- [Passage provided]:
§ §

Name: Lynn Loo, associate professor of chemical and biological engineering
Invention: Conductive plastics for low-cost solar panels and electronics
What it does: The idea of using plastics in lieu of metals in certain electronic devices is an attractive proposition -- plastics are lightweight, easily processed, flexible, and often less expensive than their metallic counterparts -- but efforts to do so have been hampered by difficulties in processing and molding plastics that conduct electricity.
A new method developed in Loo's laboratory enables the creation of contacts for transistors, or electronic switches, from polyaniline -- a carbon-based conductive plastic. The low-cost technique uses a process similar to the one used to print newspapers to produce the transistors, which creates potential for scaling up the technique for mass production.
The conductivity and transparency of polyaniline make it a good candidate for replacing indium tin oxide (ITO), an expensive material currently used in solar cells and electronic displays. The demand for indium, a rare mined metal, has increased with the proliferation of electronic devices such as plasma televisions and smartphones, and its ongoing use at this growing rate is neither sustainable nor economically feasible, according to Loo. Commercially available solar panels created using a technique similar to the one developed in Loo's lab could significantly lower the cost of solar cells, and therefore overcome some of the barriers to their more widespread use. Other potential applications include the creation of large-area displays, such as solar-powered display walls in bus stops, and low-cost disposable sensors for biomedical applications.

§ §

- [Directions]:
• a. Do statements (i), (ii), and (iii) agree with the passage on conductive plastics? Answer yes or no for each and quote the deciding words. (i) The transistors are produced with a process resembling the one used to print newspapers. (ii) Indium is described as a plentiful metal. (iii) Large-area displays are listed among the potential applications.
• b. Can you extend the passage on conductive plastics, picking up after its final sentence?

- [Entries provided]:

§ §

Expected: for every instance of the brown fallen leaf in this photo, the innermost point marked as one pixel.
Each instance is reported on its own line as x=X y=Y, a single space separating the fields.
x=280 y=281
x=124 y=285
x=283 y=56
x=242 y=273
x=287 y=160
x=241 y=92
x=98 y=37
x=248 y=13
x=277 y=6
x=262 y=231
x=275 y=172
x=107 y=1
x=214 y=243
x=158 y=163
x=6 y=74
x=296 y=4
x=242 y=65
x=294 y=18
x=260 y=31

§ §

- [Your written answers]:
• a.
(i) Yes: "uses a process similar to the one used to print newspapers to produce the transistors"
(ii) No: "indium, a rare mined metal"
(iii) Yes: "Other potential applications include the creation of large-area displays"

• b.
Collaborators: Graduate student Jacob Tarver; Kwangseok Lee, who worked with Loo at the University of Texas-Austin and is now at Intel Corp.; Joung Eun Yoo, who earned her Ph.D. from Princeton in 2009; Kimberly Baldwin, currently an undergraduate at Lehigh University; former Princeton postdoctoral research associate Enrique Gomez, now at Pennsylvania State University; and Andreas Garcia and Quyen Nguyen of the University of California-Santa Barbara.
Commercialization status: Patents are pending.